- _TASK TO COMPLETE_: Write out the data below as a JSON list of strings, with one string per line and no blank lines. Leave out the pictures.

Data on where objects are located:
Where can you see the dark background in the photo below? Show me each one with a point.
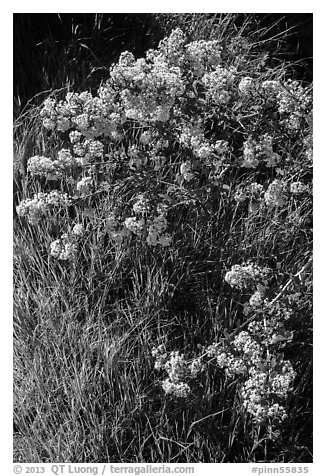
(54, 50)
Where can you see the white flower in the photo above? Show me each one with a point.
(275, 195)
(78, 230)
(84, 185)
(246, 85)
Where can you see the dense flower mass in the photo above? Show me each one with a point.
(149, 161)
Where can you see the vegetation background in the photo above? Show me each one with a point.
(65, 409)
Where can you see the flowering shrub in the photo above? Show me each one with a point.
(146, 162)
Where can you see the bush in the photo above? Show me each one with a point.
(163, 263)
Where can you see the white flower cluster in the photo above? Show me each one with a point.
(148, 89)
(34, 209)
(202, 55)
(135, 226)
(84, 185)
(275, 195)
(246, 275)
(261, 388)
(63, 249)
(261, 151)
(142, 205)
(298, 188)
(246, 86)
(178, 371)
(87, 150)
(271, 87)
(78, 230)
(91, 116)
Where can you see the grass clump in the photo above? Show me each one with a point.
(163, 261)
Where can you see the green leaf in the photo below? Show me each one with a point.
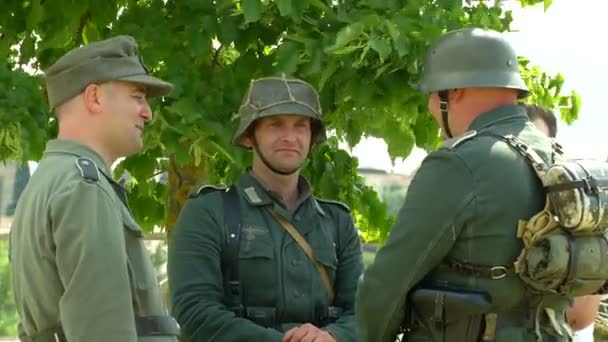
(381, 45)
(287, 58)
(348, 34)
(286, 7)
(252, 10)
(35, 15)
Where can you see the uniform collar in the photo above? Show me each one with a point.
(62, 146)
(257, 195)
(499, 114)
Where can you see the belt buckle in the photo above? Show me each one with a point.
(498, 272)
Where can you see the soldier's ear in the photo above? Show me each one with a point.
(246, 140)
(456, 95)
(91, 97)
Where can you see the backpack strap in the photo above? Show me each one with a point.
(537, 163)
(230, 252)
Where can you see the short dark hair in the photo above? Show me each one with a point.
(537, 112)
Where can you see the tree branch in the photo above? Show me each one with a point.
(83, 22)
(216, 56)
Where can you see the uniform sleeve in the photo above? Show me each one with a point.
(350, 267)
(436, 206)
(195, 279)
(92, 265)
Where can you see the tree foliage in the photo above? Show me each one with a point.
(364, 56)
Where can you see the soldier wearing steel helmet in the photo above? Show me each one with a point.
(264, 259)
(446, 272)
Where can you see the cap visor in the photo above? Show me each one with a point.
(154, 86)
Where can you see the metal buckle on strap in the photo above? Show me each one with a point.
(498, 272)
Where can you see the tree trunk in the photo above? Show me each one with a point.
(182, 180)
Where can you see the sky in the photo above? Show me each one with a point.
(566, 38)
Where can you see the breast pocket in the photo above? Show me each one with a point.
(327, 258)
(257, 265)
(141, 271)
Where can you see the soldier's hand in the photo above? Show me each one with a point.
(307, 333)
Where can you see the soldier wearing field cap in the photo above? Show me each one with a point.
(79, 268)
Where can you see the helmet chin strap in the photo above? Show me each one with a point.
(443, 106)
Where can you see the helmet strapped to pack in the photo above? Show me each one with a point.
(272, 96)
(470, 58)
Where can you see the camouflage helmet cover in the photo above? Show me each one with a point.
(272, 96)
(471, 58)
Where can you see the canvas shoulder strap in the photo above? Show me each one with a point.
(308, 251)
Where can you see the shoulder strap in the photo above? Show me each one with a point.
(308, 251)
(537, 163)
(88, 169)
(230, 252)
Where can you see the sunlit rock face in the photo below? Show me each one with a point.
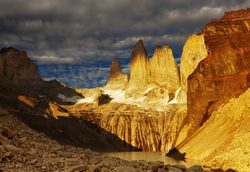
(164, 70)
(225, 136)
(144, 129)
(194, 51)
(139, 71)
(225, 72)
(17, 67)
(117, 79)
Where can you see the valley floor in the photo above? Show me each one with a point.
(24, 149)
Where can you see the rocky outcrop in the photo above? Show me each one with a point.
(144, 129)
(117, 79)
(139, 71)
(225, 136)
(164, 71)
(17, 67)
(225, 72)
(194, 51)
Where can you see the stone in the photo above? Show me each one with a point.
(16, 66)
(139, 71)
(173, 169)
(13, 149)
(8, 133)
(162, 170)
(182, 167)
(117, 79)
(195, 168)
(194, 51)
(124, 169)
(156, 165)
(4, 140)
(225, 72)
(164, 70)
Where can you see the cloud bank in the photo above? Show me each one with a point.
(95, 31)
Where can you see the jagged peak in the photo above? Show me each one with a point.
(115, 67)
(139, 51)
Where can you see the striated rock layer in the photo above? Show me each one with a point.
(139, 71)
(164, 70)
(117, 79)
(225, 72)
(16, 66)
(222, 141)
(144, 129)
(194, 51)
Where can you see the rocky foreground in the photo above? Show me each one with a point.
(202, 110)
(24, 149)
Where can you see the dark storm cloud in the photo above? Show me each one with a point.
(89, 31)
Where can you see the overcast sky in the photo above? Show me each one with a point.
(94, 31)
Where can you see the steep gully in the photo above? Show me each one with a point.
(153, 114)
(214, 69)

- _SOLUTION BELOW_:
[
  "Where can you see the dark background in the photo below? Show me each one with a point.",
  "(54, 50)",
  "Where can you see the white flower in the photo above? Show me each one with a point.",
  "(275, 195)",
  "(78, 230)",
  "(84, 185)",
  "(246, 85)",
  "Where can you see the dense flower mass in the photo above? Show me each one with a point.",
  "(149, 161)",
  "Where can you see the vegetation background in the photo above? Show me each one with a point.",
  "(65, 409)",
  "Where can you see the flowering shrub in the photo above? Show me each one with a point.",
  "(146, 162)",
  "Where can you see the bush in the photo above? Show me each one with a point.",
  "(163, 263)",
  "Where can you see the white flower cluster in the photo above? Show me each one with a point.",
  "(148, 89)",
  "(34, 209)",
  "(202, 55)",
  "(135, 226)",
  "(84, 185)",
  "(275, 195)",
  "(246, 275)",
  "(261, 388)",
  "(63, 249)",
  "(261, 151)",
  "(142, 205)",
  "(298, 188)",
  "(246, 86)",
  "(178, 371)",
  "(87, 150)",
  "(271, 87)",
  "(78, 230)",
  "(91, 116)",
  "Where can you see the grass clump in the photo above? Show me each one with a point.",
  "(163, 261)",
  "Where can you see the green leaf in the photo below? Show me each one with a point.",
  "(381, 45)",
  "(287, 58)",
  "(348, 34)",
  "(286, 7)",
  "(252, 10)",
  "(35, 15)",
  "Where can you see the uniform collar in the photo above? Show me each one with a point.",
  "(62, 146)",
  "(257, 195)",
  "(499, 114)",
  "Where can you see the belt buckle in the photo above? Show me each one with a point.",
  "(498, 272)",
  "Where can you see the soldier's ear in the photo above? Show me each one with a point.",
  "(246, 140)",
  "(456, 95)",
  "(91, 97)",
  "Where can you see the backpack strap in the photo above? Show me each one with a point.",
  "(537, 163)",
  "(230, 252)",
  "Where can you see the short dark hair in the photo above? Show me each one with a point.",
  "(537, 112)",
  "Where can you see the tree branch in the photo above? Show me each one with a point.",
  "(83, 22)",
  "(216, 56)",
  "Where can you see the uniform sleeve in the photo above? Show me each one with a point.",
  "(350, 267)",
  "(436, 206)",
  "(195, 279)",
  "(92, 265)",
  "Where can you see the tree foliage in the photo above? Show me each one with a point.",
  "(364, 56)",
  "Where can you see the soldier wearing steel helmet in the photo above? Show me each one with a point.",
  "(264, 259)",
  "(446, 272)",
  "Where can you see the cap visor in the photo above? Show me each one with a point.",
  "(154, 86)",
  "Where can you see the metal buckle on strap in the photo above? Show me each one with a point.",
  "(498, 272)",
  "Where can you see the tree trunk in the photo above? Show me each one with a point.",
  "(182, 180)",
  "Where can you see the sky in the photo above? Show me each one with a point.",
  "(566, 38)",
  "Where can you see the breast pocket in the photo above? Show me each one with a point.",
  "(327, 258)",
  "(257, 265)",
  "(141, 271)",
  "Where can you see the soldier's hand in the photo above? Show me each one with a point.",
  "(307, 333)",
  "Where can you see the soldier wearing field cap in the photo above? Show me each one with a point.",
  "(79, 268)",
  "Where can you see the helmet chin strap in the photo above? Show me each one with a point.",
  "(443, 106)",
  "Where can you see the helmet strapped to pack in the photo above? Show me each one with a point.",
  "(272, 96)",
  "(470, 58)",
  "Where can you see the camouflage helmet cover in the photo above? Show me each one with a point.",
  "(272, 96)",
  "(471, 58)",
  "Where can you see the canvas shoulder strap in the photo above? Show me each one with a point.",
  "(308, 251)",
  "Where can you see the shoulder strap in the photo above? Show me each one with a point.",
  "(308, 251)",
  "(537, 163)",
  "(88, 169)",
  "(230, 252)",
  "Where can you see the sunlit rock face in the photo below? Show me each one with a point.",
  "(164, 70)",
  "(225, 136)",
  "(144, 129)",
  "(194, 51)",
  "(139, 71)",
  "(225, 72)",
  "(17, 67)",
  "(117, 79)",
  "Where can you see the valley floor in the photo above? Show me each one with a point.",
  "(24, 149)",
  "Where can you see the rocky outcrop in the photo above? Show me each one with a point.",
  "(144, 129)",
  "(117, 79)",
  "(139, 71)",
  "(225, 136)",
  "(164, 71)",
  "(17, 67)",
  "(225, 72)",
  "(194, 51)",
  "Where can you see the stone in the photo above? Show me each one with a point.",
  "(16, 66)",
  "(139, 71)",
  "(173, 169)",
  "(13, 149)",
  "(8, 133)",
  "(162, 170)",
  "(182, 167)",
  "(117, 79)",
  "(195, 168)",
  "(194, 51)",
  "(124, 169)",
  "(156, 165)",
  "(4, 140)",
  "(225, 72)",
  "(164, 70)",
  "Where can you see the cloud bank in the photo above? Show me each one with a point.",
  "(95, 31)",
  "Where can you see the jagged peak in the photo above? Show me each one with a point.",
  "(115, 67)",
  "(139, 51)",
  "Where can you see the striated rock layer in the photo above? Show me each one with a point.",
  "(139, 71)",
  "(164, 70)",
  "(117, 79)",
  "(225, 72)",
  "(16, 66)",
  "(222, 141)",
  "(144, 129)",
  "(194, 51)",
  "Where can you see the rocky foreground in the photo above? Show me each one with a point.",
  "(202, 110)",
  "(24, 149)",
  "Where can you see the dark storm cloud in the photo above? Show me each one with a point.",
  "(89, 31)",
  "Where can you see the overcast sky in the photo above? Show me each one with a point.",
  "(94, 31)",
  "Where can you see the steep gully in the photo above? Show me each one with a point.",
  "(153, 114)",
  "(214, 69)"
]